Point-based annotation data
■ ■ ■ ■ ■ ■ ■

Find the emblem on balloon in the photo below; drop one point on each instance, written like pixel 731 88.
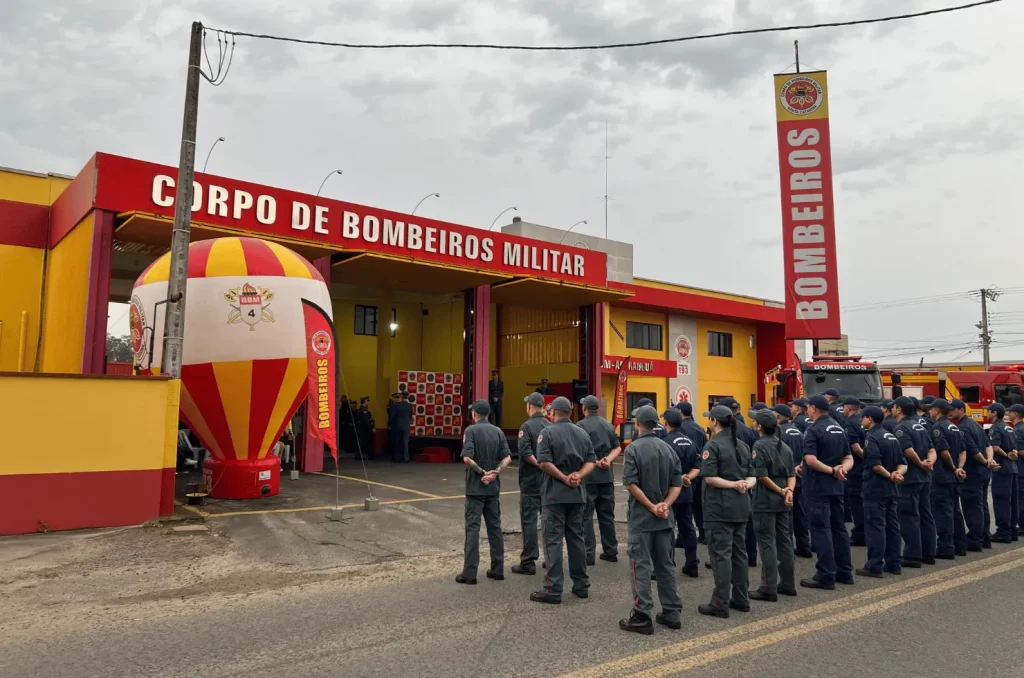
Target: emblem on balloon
pixel 249 305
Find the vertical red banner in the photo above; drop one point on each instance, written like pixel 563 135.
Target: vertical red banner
pixel 620 415
pixel 322 352
pixel 808 214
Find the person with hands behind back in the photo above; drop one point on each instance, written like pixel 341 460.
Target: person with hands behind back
pixel 652 475
pixel 826 462
pixel 884 469
pixel 772 503
pixel 485 454
pixel 727 471
pixel 566 456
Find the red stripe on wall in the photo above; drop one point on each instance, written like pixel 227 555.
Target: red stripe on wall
pixel 94 346
pixel 74 204
pixel 202 384
pixel 260 259
pixel 199 256
pixel 23 223
pixel 267 377
pixel 45 502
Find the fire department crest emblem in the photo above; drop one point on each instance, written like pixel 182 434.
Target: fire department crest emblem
pixel 802 95
pixel 250 305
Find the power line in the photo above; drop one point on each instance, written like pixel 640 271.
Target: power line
pixel 621 45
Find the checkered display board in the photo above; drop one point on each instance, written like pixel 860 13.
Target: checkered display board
pixel 437 404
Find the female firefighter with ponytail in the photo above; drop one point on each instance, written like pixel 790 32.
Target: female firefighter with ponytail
pixel 775 470
pixel 727 469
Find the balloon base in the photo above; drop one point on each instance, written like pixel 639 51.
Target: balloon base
pixel 242 478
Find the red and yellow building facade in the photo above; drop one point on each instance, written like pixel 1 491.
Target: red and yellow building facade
pixel 461 299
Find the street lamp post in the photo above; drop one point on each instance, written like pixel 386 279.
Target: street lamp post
pixel 429 195
pixel 570 228
pixel 507 209
pixel 210 153
pixel 332 173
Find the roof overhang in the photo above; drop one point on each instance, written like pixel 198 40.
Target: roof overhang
pixel 408 274
pixel 539 293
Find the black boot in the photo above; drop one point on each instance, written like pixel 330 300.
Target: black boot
pixel 637 623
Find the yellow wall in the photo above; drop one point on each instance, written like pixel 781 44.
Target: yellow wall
pixel 90 424
pixel 20 272
pixel 67 300
pixel 734 376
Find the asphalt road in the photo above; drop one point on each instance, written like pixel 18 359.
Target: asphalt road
pixel 409 618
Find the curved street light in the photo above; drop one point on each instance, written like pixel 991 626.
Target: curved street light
pixel 513 208
pixel 429 195
pixel 328 177
pixel 570 228
pixel 210 153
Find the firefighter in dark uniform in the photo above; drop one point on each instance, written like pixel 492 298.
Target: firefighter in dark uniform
pixel 912 501
pixel 798 410
pixel 974 491
pixel 884 468
pixel 530 476
pixel 727 469
pixel 1016 416
pixel 694 432
pixel 776 475
pixel 683 506
pixel 826 463
pixel 744 433
pixel 485 453
pixel 566 457
pixel 856 436
pixel 601 483
pixel 651 475
pixel 1005 477
pixel 795 439
pixel 948 443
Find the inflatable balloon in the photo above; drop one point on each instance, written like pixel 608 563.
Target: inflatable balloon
pixel 244 361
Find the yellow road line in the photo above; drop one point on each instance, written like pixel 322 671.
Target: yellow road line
pixel 673 651
pixel 704 659
pixel 379 484
pixel 305 509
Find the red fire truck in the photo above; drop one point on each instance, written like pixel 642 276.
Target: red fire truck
pixel 850 375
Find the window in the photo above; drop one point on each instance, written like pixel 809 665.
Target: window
pixel 971 394
pixel 632 398
pixel 715 399
pixel 643 335
pixel 366 321
pixel 1007 394
pixel 720 343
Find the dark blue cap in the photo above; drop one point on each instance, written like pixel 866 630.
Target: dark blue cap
pixel 875 412
pixel 903 401
pixel 818 401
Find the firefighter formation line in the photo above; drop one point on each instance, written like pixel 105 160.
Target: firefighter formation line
pixel 912 476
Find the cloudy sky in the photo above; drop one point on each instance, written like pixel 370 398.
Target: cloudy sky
pixel 927 125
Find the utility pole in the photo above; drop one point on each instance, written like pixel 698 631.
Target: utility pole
pixel 174 320
pixel 986 339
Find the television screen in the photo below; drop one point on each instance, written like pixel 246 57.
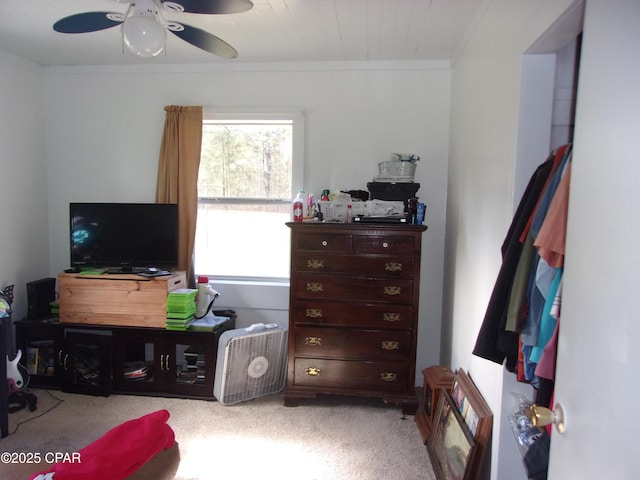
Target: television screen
pixel 125 236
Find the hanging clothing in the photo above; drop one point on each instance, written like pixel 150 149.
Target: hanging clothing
pixel 493 342
pixel 519 295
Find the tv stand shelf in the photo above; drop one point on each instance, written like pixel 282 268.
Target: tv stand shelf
pixel 117 299
pixel 99 359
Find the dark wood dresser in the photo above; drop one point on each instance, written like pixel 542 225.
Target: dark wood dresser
pixel 353 311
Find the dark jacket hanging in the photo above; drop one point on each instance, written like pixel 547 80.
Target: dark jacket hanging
pixel 494 343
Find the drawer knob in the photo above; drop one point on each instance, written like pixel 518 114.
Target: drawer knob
pixel 314 287
pixel 393 267
pixel 388 377
pixel 391 317
pixel 390 345
pixel 315 264
pixel 313 313
pixel 390 290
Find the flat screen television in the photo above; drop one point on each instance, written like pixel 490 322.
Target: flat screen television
pixel 124 237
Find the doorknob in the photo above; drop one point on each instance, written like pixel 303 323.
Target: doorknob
pixel 541 416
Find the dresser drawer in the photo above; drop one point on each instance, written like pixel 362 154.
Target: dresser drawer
pixel 324 242
pixel 337 287
pixel 373 376
pixel 352 344
pixel 390 266
pixel 351 314
pixel 385 244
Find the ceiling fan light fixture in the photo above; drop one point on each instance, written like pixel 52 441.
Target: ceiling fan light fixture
pixel 143 32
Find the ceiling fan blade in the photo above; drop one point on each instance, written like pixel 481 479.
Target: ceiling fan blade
pixel 213 7
pixel 86 22
pixel 206 41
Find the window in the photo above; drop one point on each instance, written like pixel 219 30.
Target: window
pixel 250 165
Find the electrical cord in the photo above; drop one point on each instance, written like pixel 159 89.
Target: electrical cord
pixel 41 414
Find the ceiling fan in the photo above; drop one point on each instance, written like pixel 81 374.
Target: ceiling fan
pixel 144 28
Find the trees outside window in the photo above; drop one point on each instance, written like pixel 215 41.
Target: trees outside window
pixel 246 180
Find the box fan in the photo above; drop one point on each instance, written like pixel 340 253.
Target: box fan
pixel 251 363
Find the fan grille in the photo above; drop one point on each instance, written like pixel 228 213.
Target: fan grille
pixel 254 366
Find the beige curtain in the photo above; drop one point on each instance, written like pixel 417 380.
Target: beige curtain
pixel 178 175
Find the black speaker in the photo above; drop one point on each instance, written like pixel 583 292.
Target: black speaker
pixel 39 294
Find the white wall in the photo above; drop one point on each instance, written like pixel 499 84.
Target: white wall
pixel 485 111
pixel 24 248
pixel 104 127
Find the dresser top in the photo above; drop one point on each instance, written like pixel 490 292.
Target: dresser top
pixel 357 227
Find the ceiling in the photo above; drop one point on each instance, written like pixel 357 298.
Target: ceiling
pixel 272 31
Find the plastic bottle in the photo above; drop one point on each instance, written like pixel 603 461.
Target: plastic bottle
pixel 298 207
pixel 205 296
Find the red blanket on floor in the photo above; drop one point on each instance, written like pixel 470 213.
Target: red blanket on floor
pixel 118 453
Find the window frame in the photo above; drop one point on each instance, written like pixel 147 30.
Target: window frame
pixel 296 117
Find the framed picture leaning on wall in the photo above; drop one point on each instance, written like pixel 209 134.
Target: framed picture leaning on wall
pixel 450 445
pixel 475 412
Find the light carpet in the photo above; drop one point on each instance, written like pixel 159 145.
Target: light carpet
pixel 325 439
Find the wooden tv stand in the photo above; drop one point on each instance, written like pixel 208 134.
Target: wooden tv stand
pixel 117 299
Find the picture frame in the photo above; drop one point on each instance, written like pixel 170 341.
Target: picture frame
pixel 451 446
pixel 435 377
pixel 475 412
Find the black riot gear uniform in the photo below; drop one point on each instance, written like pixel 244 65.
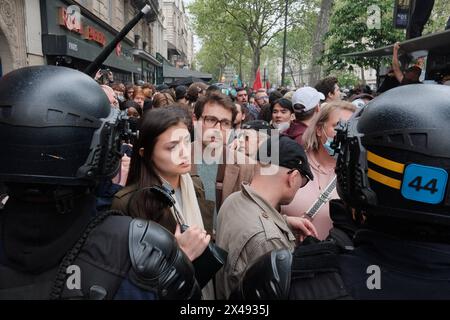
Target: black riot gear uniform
pixel 60 138
pixel 393 177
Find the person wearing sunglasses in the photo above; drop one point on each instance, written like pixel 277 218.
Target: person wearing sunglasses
pixel 250 223
pixel 318 139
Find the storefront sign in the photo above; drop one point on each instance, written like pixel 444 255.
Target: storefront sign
pixel 71 19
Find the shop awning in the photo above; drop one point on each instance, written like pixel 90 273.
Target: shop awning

■ ■ ■ ■ ■ ■ ■

Exercise brief:
Copy the entries above word for word, from the line that contains "Find the black speaker" through the line that contains "pixel 39 294", including both of those lines.

Expected output:
Find the black speaker in the photo above; drop one point on each instance, written like pixel 583 292.
Target: black speaker
pixel 39 294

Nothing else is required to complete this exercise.